◆ **The problem**
Leave the images aside and output every entry exactly.

Stored data entries
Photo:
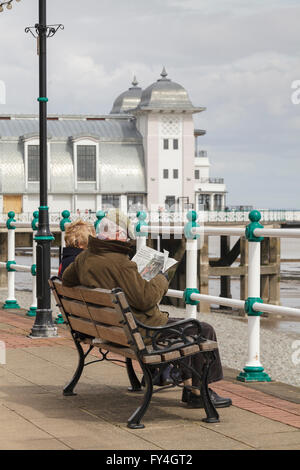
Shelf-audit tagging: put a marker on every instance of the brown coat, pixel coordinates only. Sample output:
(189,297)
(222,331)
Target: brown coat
(106,264)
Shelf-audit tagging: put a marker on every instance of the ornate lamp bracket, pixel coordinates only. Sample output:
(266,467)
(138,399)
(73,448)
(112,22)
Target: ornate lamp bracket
(50,30)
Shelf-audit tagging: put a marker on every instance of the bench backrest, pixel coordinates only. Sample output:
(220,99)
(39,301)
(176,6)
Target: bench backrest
(98,313)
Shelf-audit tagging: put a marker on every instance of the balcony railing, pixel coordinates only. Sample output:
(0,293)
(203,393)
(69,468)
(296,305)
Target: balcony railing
(211,180)
(201,153)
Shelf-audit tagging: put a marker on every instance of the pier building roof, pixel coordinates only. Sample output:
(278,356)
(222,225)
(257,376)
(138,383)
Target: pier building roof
(166,95)
(128,100)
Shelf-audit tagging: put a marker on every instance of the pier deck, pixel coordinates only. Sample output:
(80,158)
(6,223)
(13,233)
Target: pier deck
(35,415)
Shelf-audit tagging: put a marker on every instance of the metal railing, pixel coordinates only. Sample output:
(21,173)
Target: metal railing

◆ **Reply**
Photo:
Shelf-audit tagging: put a marker on every instance of the brown coat, pixel coordinates only. Sample output:
(189,297)
(222,331)
Target: brown coat
(106,264)
Shelf-audit tagging: put a marker on every instance of the ornate lamp bracket, pixel coordinates only. Sample output:
(266,467)
(138,399)
(73,448)
(112,22)
Target: ornate lamp bracket
(50,30)
Shelf-audit tagging: put a marker on every instance of the bench backrest, pixel coordinates only. Sample output:
(220,99)
(39,301)
(176,6)
Target: bench backrest
(98,313)
Shelf-audit tagging: put a marker on every instance of the balcony railing, pixel coordinates only. Sample output:
(0,293)
(203,393)
(69,468)
(296,305)
Target: balcony railing
(211,180)
(201,153)
Shelf-audit tagging: put a marker on every instance of the pier building roof, pixel coordinates only. Sample output:
(278,356)
(222,225)
(257,376)
(138,383)
Target: pier building roof
(166,95)
(128,100)
Shelf-audit tagging: put a marker on every instance of the pier deck, pixel coordinates only. Sample output:
(80,158)
(6,223)
(13,233)
Target: pier deck
(35,415)
Shelf-audit tagging: put a marker on every instance of the metal railing, pixel coordinates only. Sample output:
(21,173)
Target: metal railing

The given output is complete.